─── RECORDS SHOWN ───

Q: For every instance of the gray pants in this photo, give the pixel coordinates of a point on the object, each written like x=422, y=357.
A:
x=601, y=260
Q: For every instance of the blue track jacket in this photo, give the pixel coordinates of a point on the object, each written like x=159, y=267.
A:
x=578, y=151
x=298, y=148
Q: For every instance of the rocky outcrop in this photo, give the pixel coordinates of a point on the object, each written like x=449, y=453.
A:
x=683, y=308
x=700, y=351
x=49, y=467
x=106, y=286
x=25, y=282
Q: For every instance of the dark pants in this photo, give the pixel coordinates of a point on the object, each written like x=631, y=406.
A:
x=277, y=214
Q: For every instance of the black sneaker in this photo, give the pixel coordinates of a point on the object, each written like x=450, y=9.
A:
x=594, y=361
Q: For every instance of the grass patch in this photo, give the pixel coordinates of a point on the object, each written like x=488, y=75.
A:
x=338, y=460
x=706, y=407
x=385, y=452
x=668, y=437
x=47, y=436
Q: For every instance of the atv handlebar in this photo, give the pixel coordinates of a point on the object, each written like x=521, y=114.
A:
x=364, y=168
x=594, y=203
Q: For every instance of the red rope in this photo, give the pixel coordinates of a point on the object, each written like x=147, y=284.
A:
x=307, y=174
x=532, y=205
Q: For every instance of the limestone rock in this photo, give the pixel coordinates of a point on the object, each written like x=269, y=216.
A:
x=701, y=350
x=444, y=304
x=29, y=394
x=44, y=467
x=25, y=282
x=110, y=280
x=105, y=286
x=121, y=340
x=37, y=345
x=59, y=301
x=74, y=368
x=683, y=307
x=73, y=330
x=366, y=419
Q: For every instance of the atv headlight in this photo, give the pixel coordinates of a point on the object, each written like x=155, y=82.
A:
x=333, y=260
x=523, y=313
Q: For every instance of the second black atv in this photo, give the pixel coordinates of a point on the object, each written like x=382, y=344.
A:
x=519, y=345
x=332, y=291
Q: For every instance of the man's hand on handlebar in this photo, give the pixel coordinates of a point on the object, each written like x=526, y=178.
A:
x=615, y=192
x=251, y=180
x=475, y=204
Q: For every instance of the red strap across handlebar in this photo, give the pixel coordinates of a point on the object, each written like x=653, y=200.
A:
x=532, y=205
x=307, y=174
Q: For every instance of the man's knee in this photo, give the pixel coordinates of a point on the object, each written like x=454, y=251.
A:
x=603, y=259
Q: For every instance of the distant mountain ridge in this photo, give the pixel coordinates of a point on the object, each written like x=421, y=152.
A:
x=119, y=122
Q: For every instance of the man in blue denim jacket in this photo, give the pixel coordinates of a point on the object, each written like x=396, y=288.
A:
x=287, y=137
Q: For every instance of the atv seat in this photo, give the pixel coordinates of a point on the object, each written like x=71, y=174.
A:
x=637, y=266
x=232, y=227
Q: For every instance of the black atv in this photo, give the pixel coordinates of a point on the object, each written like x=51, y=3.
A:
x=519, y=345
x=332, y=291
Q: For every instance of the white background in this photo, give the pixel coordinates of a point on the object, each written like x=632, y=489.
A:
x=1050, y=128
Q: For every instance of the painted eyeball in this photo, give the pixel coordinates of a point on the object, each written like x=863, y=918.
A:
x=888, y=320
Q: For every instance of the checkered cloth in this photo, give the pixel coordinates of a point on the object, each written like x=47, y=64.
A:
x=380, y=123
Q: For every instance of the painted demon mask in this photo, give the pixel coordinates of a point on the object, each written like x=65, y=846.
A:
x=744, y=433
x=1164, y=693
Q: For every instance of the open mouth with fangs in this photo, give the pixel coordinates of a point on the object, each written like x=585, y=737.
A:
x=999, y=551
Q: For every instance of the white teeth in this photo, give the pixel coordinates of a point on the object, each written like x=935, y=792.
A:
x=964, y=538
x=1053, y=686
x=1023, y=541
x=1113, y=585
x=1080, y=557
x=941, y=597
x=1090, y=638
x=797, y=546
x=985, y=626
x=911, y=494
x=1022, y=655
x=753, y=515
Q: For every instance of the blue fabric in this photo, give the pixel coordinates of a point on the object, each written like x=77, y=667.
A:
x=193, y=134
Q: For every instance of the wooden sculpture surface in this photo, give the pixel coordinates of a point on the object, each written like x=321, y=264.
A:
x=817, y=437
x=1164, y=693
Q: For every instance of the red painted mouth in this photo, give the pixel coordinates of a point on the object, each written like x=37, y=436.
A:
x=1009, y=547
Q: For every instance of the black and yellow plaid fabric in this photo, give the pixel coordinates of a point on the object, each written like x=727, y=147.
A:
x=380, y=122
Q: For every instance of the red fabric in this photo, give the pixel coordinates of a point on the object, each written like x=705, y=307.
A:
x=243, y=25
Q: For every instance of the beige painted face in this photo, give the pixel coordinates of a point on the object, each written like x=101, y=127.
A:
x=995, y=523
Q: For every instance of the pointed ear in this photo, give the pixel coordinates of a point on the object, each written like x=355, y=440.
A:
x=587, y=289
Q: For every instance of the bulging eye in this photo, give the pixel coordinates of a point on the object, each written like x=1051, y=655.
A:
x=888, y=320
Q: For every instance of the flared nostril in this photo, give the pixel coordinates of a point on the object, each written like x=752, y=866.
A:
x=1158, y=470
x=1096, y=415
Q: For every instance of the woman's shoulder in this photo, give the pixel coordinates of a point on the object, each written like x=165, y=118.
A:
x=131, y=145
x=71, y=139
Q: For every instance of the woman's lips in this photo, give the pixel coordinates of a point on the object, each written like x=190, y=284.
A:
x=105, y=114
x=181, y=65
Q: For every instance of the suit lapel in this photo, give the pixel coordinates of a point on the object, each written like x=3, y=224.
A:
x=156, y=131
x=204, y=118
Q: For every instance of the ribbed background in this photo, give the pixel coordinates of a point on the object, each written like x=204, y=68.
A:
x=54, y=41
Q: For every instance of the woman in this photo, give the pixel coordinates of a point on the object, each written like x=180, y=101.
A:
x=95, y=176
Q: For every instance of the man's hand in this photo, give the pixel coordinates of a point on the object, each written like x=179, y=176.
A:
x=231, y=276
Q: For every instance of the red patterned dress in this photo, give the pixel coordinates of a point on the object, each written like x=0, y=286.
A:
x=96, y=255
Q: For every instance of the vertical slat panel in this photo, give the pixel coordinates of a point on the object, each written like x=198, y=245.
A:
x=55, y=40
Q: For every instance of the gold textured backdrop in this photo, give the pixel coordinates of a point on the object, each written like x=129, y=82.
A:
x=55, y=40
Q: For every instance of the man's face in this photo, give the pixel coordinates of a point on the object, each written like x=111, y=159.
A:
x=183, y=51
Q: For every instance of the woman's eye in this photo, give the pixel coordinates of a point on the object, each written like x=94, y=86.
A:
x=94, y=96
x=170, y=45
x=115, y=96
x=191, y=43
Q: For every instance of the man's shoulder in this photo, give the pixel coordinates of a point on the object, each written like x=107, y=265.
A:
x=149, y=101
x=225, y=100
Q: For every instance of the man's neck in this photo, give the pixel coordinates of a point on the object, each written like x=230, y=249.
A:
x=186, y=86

───

Above are the entries. Copy exactly the part that opens with the line containing "Q: For every instance of the black sneaker" and closes with the line containing "Q: For every instance of the limestone", and no more.

Q: For every instance of the black sneaker in this photo, give the pixel coordinates of a point on the object, each written like x=450, y=9.
A:
x=594, y=361
Q: For every instance of the grass patch in this photo, give the pixel coordinates of a point on the object, each written like x=488, y=75.
A:
x=338, y=460
x=706, y=407
x=385, y=452
x=668, y=437
x=47, y=436
Q: For every instance of the atv handlebar in this photo, give the pixel coordinates of a point on the object, each written like x=521, y=114.
A:
x=364, y=168
x=594, y=203
Q: For every instance of the red rope in this photo, give the pixel coordinates of a point on the object, each written like x=147, y=284.
A:
x=307, y=174
x=532, y=205
Q: For every instance of the limestone rock in this photo, give the pixel coordinates of a point on the object, each written like x=269, y=216.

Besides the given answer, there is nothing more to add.